#### [Your instructions]
Copy every line exactly, from the start of the items through the line holding "M675 36L642 44L684", with both ends included. Leave the pictures out of your copy.

** Start of Data provided **

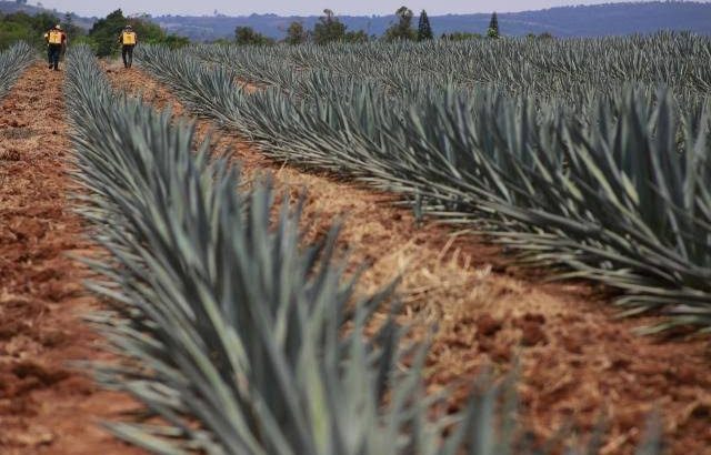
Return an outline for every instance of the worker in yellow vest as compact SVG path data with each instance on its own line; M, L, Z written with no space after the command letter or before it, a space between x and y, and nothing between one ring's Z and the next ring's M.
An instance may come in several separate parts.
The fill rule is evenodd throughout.
M129 24L121 30L119 34L119 43L121 44L121 57L123 58L123 68L131 68L133 64L133 48L138 44L138 34Z
M67 33L62 31L60 24L57 24L44 33L44 41L47 41L49 68L59 71L59 58L67 46Z

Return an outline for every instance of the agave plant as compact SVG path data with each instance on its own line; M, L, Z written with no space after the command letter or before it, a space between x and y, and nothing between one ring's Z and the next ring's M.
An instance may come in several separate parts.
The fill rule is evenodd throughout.
M482 381L464 411L437 412L425 346L392 317L375 323L392 290L356 294L337 229L304 245L288 201L271 222L268 182L236 191L208 142L193 153L191 124L112 93L88 48L71 50L67 77L79 210L108 253L87 260L110 305L93 320L124 358L99 378L156 417L111 423L117 435L161 454L541 453L510 385Z
M10 91L34 58L34 51L24 41L17 42L10 49L0 52L0 99Z
M675 36L642 44L684 40L699 44L697 52L708 49L708 40ZM504 52L523 44L492 46ZM670 316L653 330L710 326L709 102L682 108L678 94L638 84L580 91L569 105L570 94L510 98L418 78L403 97L378 78L318 69L248 94L234 71L186 53L147 48L140 58L196 112L276 159L400 192L432 215L522 251L525 263L614 286L627 314Z

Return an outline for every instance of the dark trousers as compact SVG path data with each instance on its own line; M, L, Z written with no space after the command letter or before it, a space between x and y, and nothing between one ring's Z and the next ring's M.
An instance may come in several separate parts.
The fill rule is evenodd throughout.
M133 48L134 46L123 46L121 48L121 57L123 58L123 67L131 68L133 64Z
M54 69L59 68L59 55L62 53L61 44L49 44L47 48L47 60L49 61L49 65Z

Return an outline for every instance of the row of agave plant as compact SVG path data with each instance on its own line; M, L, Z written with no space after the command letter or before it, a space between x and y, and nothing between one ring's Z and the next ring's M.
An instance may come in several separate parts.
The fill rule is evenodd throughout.
M107 252L87 260L109 305L93 321L124 358L96 368L146 406L116 434L161 454L542 453L512 387L482 381L464 411L440 414L445 395L422 392L425 347L392 317L363 336L392 292L357 295L338 229L304 244L299 201L274 208L287 195L268 181L244 190L191 123L112 92L89 48L69 52L66 98L78 210ZM659 451L651 437L639 454Z
M4 97L32 61L34 51L23 41L0 52L0 98Z
M711 330L708 100L682 109L641 85L572 107L452 84L400 97L326 70L248 93L231 68L184 52L149 47L140 59L274 159L399 192L523 263L613 286L627 314L669 316L649 332Z
M507 94L568 98L608 92L628 81L663 82L684 100L711 90L711 40L689 33L580 40L505 39L458 43L369 43L244 48L201 46L200 58L226 63L253 83L328 70L408 90L413 80L488 85Z

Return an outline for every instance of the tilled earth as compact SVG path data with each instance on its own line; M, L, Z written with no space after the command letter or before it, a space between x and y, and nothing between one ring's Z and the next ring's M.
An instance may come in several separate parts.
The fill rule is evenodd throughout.
M140 70L104 68L118 90L187 113ZM96 423L133 403L69 366L111 356L81 322L98 304L67 255L96 250L71 212L61 83L61 73L33 67L0 105L0 454L132 454ZM214 127L199 121L198 129L203 136ZM711 454L708 338L635 336L635 326L652 321L615 320L600 290L541 284L477 239L418 226L390 195L284 168L237 135L218 135L216 149L231 151L247 179L271 172L278 189L308 191L312 237L343 218L341 246L353 264L372 263L363 292L403 274L402 318L439 328L430 390L471 384L483 365L509 371L518 357L523 415L539 436L565 424L589 432L602 413L604 453L629 454L648 413L659 410L670 453Z
M188 115L161 84L138 69L106 65L120 91ZM603 453L631 454L650 413L663 414L673 454L711 454L711 351L708 338L641 337L654 320L618 320L603 290L581 283L542 284L505 265L495 247L424 223L393 208L393 198L267 160L238 135L198 121L219 152L231 152L247 179L271 172L278 189L308 192L314 236L343 219L341 244L352 262L372 263L372 291L403 274L404 320L437 324L428 367L430 390L471 384L483 365L495 372L520 362L527 424L540 437L567 425L590 434L607 419ZM468 387L458 393L463 398ZM452 404L462 405L463 400Z
M0 454L134 454L97 423L131 402L73 361L100 361L82 322L90 254L71 211L62 73L30 68L0 104Z

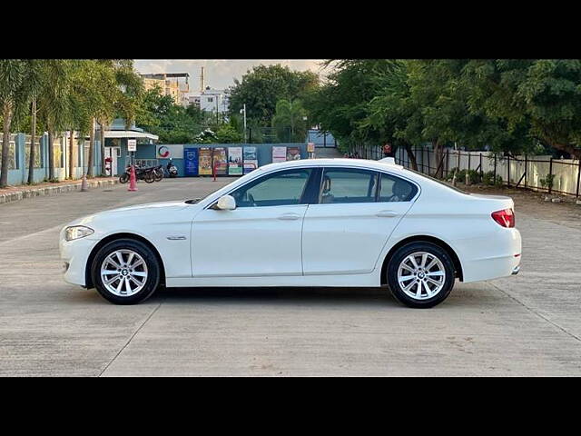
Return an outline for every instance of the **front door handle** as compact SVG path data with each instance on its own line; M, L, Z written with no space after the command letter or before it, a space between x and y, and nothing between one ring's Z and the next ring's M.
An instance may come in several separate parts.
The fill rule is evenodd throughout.
M375 216L381 218L393 218L394 216L398 216L398 213L395 211L381 211L378 212Z
M284 213L283 215L279 216L279 220L284 221L294 221L300 218L300 215L297 213Z

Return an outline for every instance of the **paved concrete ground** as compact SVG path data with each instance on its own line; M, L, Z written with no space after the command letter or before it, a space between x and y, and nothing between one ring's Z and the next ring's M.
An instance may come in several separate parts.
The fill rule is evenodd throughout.
M115 306L63 282L68 221L225 182L0 205L0 375L581 375L581 230L518 212L521 273L457 282L431 310L364 289L168 290Z

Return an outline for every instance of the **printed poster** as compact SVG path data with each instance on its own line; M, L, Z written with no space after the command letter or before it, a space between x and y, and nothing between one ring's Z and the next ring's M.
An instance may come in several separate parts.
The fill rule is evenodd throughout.
M273 146L272 147L272 162L286 162L287 147Z
M251 171L258 168L258 156L256 147L244 147L244 173L247 174Z
M242 174L242 147L228 147L228 174Z
M300 159L300 149L299 147L287 147L287 161L298 161Z
M200 162L198 173L200 175L212 175L212 149L201 148L198 159Z
M223 147L216 147L212 150L213 163L216 168L216 175L226 175L228 173L228 158L226 156L226 149Z
M198 175L198 149L184 148L183 149L183 172L186 177Z

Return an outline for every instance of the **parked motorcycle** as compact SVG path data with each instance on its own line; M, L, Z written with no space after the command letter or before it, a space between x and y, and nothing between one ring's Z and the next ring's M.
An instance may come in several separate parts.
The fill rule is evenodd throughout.
M155 173L153 173L154 167L151 168L140 168L135 166L135 179L143 180L146 183L153 183L155 182ZM129 182L129 178L131 176L131 165L127 165L125 168L125 173L123 173L119 177L119 182L122 183L126 183ZM161 180L161 179L160 179Z

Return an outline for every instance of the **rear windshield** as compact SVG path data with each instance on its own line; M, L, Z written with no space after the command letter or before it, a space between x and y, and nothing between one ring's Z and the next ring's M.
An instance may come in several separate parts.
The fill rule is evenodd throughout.
M418 175L421 175L422 177L426 177L427 179L433 180L434 182L436 182L436 183L439 183L439 184L441 184L443 186L446 186L447 188L450 188L450 189L456 191L457 193L464 193L466 195L470 195L470 193L467 193L466 191L462 191L461 189L458 189L456 186L452 186L450 183L448 183L448 182L444 182L443 180L436 179L436 178L432 177L431 175L428 175L428 174L425 174L423 173L419 173L419 171L412 170L411 168L404 168L404 169L406 171L409 171L411 173L416 173Z

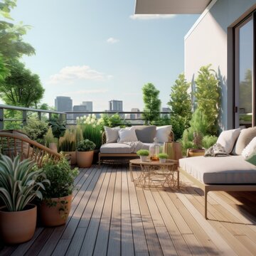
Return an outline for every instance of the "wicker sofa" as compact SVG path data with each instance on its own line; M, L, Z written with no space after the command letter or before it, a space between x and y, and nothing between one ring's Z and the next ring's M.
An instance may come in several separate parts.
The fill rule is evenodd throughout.
M125 134L124 136L122 136L122 132ZM127 135L129 132L132 133L134 136ZM141 144L143 144L144 149L149 149L150 145L154 143L154 137L158 139L160 144L163 144L169 139L171 134L171 125L161 127L139 125L125 129L119 127L114 128L105 127L98 164L100 165L105 160L107 160L107 162L114 163L117 159L127 160L137 158L134 147L131 146L127 142L140 142Z
M241 130L238 139L233 138L235 144L230 156L197 156L179 159L180 172L204 191L206 219L207 194L209 191L256 191L256 166L245 161L241 155L243 149L255 137L256 127Z

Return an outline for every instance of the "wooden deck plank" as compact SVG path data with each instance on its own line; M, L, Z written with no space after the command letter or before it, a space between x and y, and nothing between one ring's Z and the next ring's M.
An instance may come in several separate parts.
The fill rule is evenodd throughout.
M179 199L177 196L178 193L181 192L168 192L167 194L170 197L171 200L173 201L174 204L176 206L178 211L181 213L183 219L189 226L189 228L191 230L193 233L197 238L200 244L206 250L208 254L209 255L218 255L219 251L216 245L210 239L209 236L202 227L191 214L190 211L186 208L181 201Z
M114 197L116 171L112 171L107 196L104 203L102 215L97 236L93 255L104 256L107 251L112 202Z
M149 198L149 203L151 201L154 202L154 201L152 205L156 204L158 206L159 214L161 215L161 218L164 220L163 224L164 225L164 227L166 227L171 239L173 241L172 245L174 250L176 251L179 255L190 255L191 254L191 250L176 226L175 221L163 201L158 191L152 191L152 194L154 198ZM183 220L184 221L184 220ZM175 254L174 252L171 252L171 253L172 255Z
M90 170L92 171L92 169L90 169ZM68 241L68 239L71 240L78 225L80 220L79 216L81 216L82 214L85 206L85 205L87 204L90 196L97 183L100 173L101 169L95 169L95 171L90 172L84 169L84 176L80 176L80 181L83 182L83 183L82 186L80 186L80 190L78 191L76 196L73 198L73 207L65 228L62 227L55 228L49 241L45 244L38 256L50 255L55 250L60 238L60 239L65 239L66 241ZM90 175L88 175L88 174L90 174Z
M153 197L152 193L154 194L154 198ZM144 191L144 194L164 255L175 255L176 253L180 254L182 249L179 246L179 242L177 242L177 240L176 240L176 237L177 239L181 240L180 241L181 244L182 242L184 242L182 241L183 240L183 238L181 235L181 233L176 228L175 224L174 225L171 225L174 224L174 222L171 221L171 216L168 214L168 216L166 216L166 213L164 213L165 209L164 209L163 205L161 205L161 201L157 202L158 203L156 204L155 199L159 199L159 197L158 197L158 192ZM160 208L159 210L161 210L161 214L159 212L159 208ZM177 245L174 245L175 242L177 242ZM186 246L184 246L184 243ZM188 248L186 242L183 242L183 244L184 250L186 250L186 249Z
M203 191L182 176L179 190L149 189L124 166L80 171L66 225L37 228L0 255L255 254L256 193L210 192L206 220Z
M114 193L112 205L112 215L110 227L110 237L107 247L107 255L121 255L121 170L117 169Z
M122 169L121 230L121 254L124 256L134 255L127 170L124 168Z
M130 173L128 174L127 178L134 252L136 255L148 256L149 252L146 239L142 224L138 198L137 197L134 183L131 179Z
M136 174L135 174L134 177ZM136 187L136 190L149 255L164 255L144 191L139 186Z
M110 175L111 170L108 170L104 178L104 181L99 193L99 196L93 210L90 224L81 247L81 255L87 256L92 255L93 254L95 244L100 223L100 218L103 210L103 206L110 179Z
M96 183L93 184L95 186L92 185L91 189L88 189L85 192L86 195L85 193L85 196L84 197L84 199L85 200L85 203L82 203L81 209L79 210L80 213L83 209L82 214L80 215L80 213L79 213L78 216L74 216L74 221L75 221L75 218L77 218L79 220L79 223L75 230L75 233L73 234L72 239L70 238L71 240L67 250L67 255L78 255L79 254L95 206L97 202L97 197L99 196L99 192L100 191L102 181L107 172L107 167L105 166L102 169L97 170L97 171L100 174L100 176L97 177ZM84 233L82 233L82 235L81 234L82 230L84 231ZM79 232L80 235L77 235L77 232ZM78 251L76 249L76 247L79 247ZM74 254L74 252L75 252L76 253L78 252L78 254Z

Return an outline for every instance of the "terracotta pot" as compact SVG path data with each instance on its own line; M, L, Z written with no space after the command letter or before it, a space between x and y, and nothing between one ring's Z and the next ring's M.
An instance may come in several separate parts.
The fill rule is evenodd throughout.
M93 160L93 150L90 151L77 151L77 164L78 167L90 167Z
M70 211L71 202L72 195L43 201L40 206L42 224L48 227L64 225Z
M36 206L28 205L25 210L9 212L6 206L0 208L0 236L8 244L28 241L35 233Z
M166 159L159 159L159 163L164 164L166 161Z
M58 146L57 144L55 142L52 142L49 144L49 149L53 150L55 152L58 153Z
M187 157L191 156L204 156L205 149L188 149L187 150Z
M76 154L75 154L75 151L65 151L65 152L63 152L63 154L69 155L71 165L76 164Z
M147 156L140 156L141 161L145 161L147 160Z

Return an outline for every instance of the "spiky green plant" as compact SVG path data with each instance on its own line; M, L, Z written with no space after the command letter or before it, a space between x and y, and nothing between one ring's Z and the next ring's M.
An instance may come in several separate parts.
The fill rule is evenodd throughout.
M0 198L9 211L23 210L34 198L43 198L39 188L45 189L43 183L50 181L34 161L21 161L19 156L13 160L0 157Z
M63 137L59 139L59 150L64 152L75 151L76 137L75 133L72 130L65 130Z

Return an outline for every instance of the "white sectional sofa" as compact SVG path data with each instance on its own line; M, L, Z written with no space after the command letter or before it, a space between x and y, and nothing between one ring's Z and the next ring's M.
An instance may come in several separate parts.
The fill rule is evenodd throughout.
M242 156L243 149L250 146L250 142L256 137L256 127L242 129L238 136L230 136L232 131L235 129L225 131L228 134L226 138L225 136L221 137L220 134L218 140L222 142L226 149L231 149L232 152L228 153L233 155L179 159L180 172L204 191L206 218L208 192L256 191L256 166L246 161Z
M105 159L138 157L136 154L138 149L149 149L155 137L160 145L163 144L168 142L171 133L171 125L139 125L127 128L105 127L99 153L99 165Z

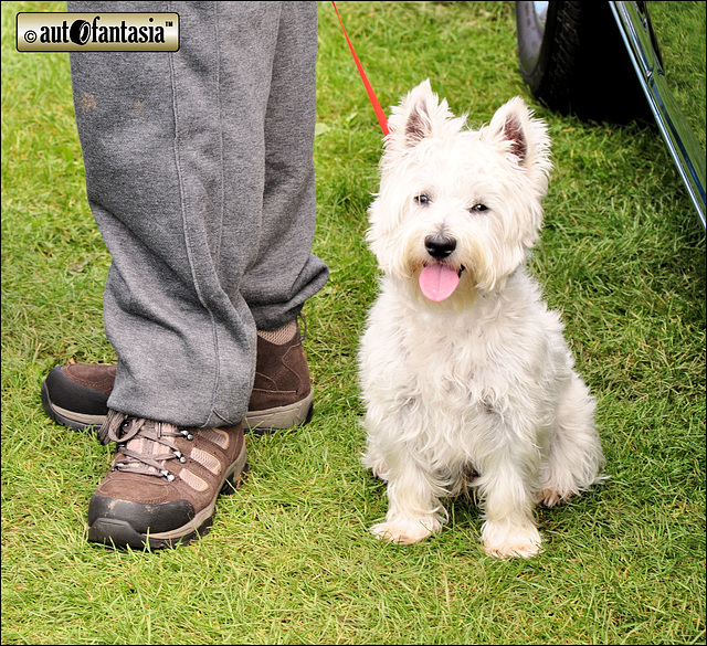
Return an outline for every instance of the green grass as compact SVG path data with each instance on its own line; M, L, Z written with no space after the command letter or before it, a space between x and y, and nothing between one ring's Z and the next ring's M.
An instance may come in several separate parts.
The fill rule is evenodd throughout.
M609 484L540 511L546 551L528 561L485 557L466 500L421 544L368 533L386 497L359 465L356 348L376 294L362 239L381 134L324 2L315 252L331 278L306 309L315 417L249 437L250 477L198 543L88 544L109 448L48 420L39 389L68 359L114 359L109 256L86 204L67 55L18 53L21 10L63 4L2 4L3 644L705 643L705 232L655 129L532 102L510 3L339 10L383 106L430 77L473 125L516 94L547 119L556 168L531 268L598 399ZM704 46L704 4L696 15Z

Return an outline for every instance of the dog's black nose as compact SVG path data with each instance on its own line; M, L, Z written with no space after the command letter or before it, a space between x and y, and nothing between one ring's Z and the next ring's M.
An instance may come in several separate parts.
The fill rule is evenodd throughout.
M424 239L424 248L433 258L441 261L456 248L456 240L446 235L430 235Z

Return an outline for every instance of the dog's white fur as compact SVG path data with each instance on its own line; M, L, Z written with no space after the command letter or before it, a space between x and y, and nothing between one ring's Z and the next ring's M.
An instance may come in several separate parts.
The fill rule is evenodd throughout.
M363 465L388 483L371 531L418 542L445 522L441 499L472 486L484 550L530 557L536 505L600 483L604 458L559 316L525 268L542 224L547 128L519 97L479 130L465 120L429 81L389 120L368 232L383 278L359 356ZM435 260L425 240L440 235L456 242L444 262L461 279L437 303L418 278Z

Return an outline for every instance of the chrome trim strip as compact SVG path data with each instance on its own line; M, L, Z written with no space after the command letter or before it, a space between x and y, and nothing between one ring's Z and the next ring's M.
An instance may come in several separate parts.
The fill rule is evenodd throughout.
M659 60L651 42L647 17L636 2L609 2L619 25L631 62L636 71L651 112L661 129L668 150L697 209L703 226L705 221L705 151L687 125L667 85Z

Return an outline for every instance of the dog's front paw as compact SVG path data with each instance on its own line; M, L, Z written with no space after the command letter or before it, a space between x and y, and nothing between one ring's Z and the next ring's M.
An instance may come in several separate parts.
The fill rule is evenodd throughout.
M540 552L540 532L532 525L508 527L505 523L486 522L482 530L484 551L489 557L528 559Z
M399 546L411 546L426 539L440 529L440 522L434 519L399 519L374 525L371 527L371 533L381 540L391 541Z

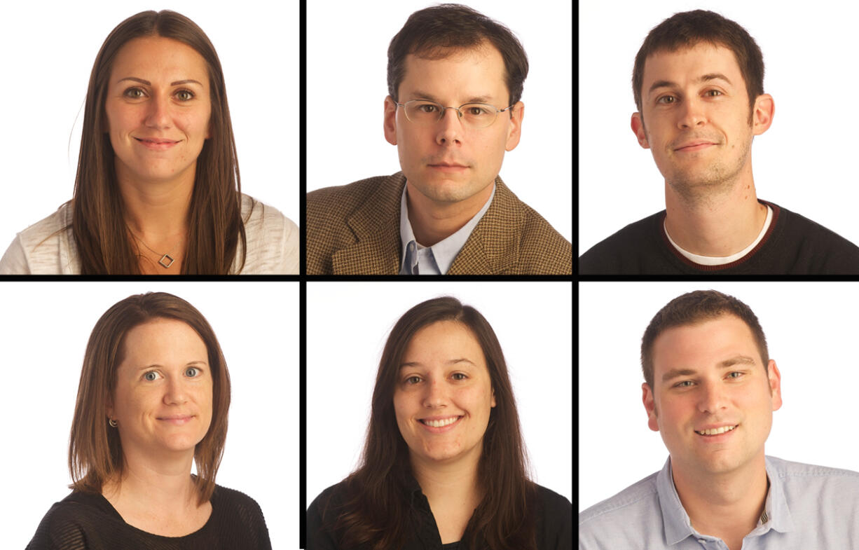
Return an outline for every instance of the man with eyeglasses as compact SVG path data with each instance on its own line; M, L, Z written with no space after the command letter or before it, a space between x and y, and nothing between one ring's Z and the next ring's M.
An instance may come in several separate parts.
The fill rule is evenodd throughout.
M513 34L470 8L412 14L385 100L402 171L308 193L308 274L571 274L571 244L498 176L527 69Z

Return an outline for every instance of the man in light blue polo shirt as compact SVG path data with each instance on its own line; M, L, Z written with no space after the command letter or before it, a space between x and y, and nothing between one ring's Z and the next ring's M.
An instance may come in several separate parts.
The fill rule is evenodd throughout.
M716 290L669 302L642 339L661 471L579 514L580 550L859 548L859 473L764 454L781 374L757 316Z

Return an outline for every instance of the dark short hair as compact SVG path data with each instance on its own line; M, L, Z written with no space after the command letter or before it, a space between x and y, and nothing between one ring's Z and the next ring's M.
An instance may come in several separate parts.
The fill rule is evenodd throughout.
M639 113L642 113L642 87L647 58L657 52L676 52L702 42L722 46L734 52L740 73L746 81L749 109L754 107L755 100L764 93L764 54L757 42L748 31L730 19L713 11L696 9L674 14L654 27L644 39L632 69L632 95Z
M442 3L409 15L403 28L387 48L387 93L399 101L399 83L405 77L405 56L443 59L450 50L468 49L489 42L504 60L504 79L509 107L522 96L522 82L528 75L528 58L507 27L468 6Z
M212 374L212 419L209 431L194 449L198 497L211 498L215 476L223 455L229 410L229 373L215 332L197 308L166 292L147 292L118 302L93 327L83 355L77 402L69 442L69 470L76 491L101 493L104 483L121 477L125 464L116 430L107 427L107 401L116 388L116 371L125 359L125 337L139 325L157 319L180 321L196 332L206 346Z
M669 328L697 325L722 315L739 317L749 327L766 370L770 362L766 336L752 309L733 296L716 290L695 290L679 296L665 304L644 331L642 337L642 371L651 390L654 389L653 345L656 338Z

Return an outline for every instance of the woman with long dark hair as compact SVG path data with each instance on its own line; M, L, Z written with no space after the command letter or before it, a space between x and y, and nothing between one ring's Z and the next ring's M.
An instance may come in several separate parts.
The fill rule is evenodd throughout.
M308 548L571 548L571 504L527 471L492 327L455 298L428 300L391 331L361 464L308 509Z
M0 273L298 273L298 229L241 193L214 46L178 13L119 23L95 58L71 201Z

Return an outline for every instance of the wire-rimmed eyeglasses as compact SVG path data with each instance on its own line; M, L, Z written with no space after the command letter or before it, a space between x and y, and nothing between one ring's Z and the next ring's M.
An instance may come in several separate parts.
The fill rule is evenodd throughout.
M499 109L488 103L463 103L460 107L444 107L430 100L411 100L405 103L397 103L397 106L403 107L409 122L422 125L436 124L444 118L448 109L454 109L460 115L460 121L463 125L470 128L491 126L499 113L512 109L514 107L511 105L507 108Z

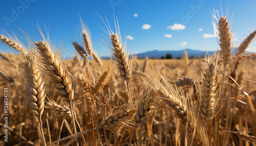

** End of Data provided **

#### [Exercise output]
Return an outline for every instance of the worker in yellow vest as compact SVG path data with each instance on its own line; M, L, Z written with no space after the command letter or before it, a space between x and y, and nothing between one ring's Z and the next ring's M.
An instance may come in several separate parts.
The fill rule is evenodd throughout.
M129 24L121 30L119 34L119 43L121 44L121 57L123 58L123 68L131 68L133 64L133 48L138 44L138 34Z
M67 33L62 31L60 24L57 24L44 33L44 41L47 41L49 68L59 71L59 58L67 46Z

Return an outline for every instance of the agave plant as compact SVG path data with each instance on its own line; M, L, Z written with no space after the command letter or before it, a space between x and y, and nothing between one ring's Z and the next ring's M.
An instance may come in several separate parts.
The fill rule is evenodd throughout.
M482 381L464 411L437 412L425 346L392 317L375 323L392 290L356 294L337 229L304 245L288 201L271 222L268 182L236 191L208 142L193 153L191 124L112 93L88 48L71 50L67 77L79 210L108 253L87 260L110 305L93 320L124 358L99 378L156 417L111 423L117 435L161 454L541 453L510 385Z
M10 91L34 58L34 51L24 41L17 42L10 49L0 52L0 99Z
M675 36L642 44L684 40L699 44L697 52L708 49L708 40ZM504 52L523 44L492 46ZM670 316L653 330L710 326L709 102L682 108L678 94L638 84L580 91L569 105L570 94L510 98L418 78L403 97L378 78L318 69L248 94L234 71L186 53L147 48L140 58L196 112L276 159L400 192L432 215L522 251L525 263L614 286L627 314Z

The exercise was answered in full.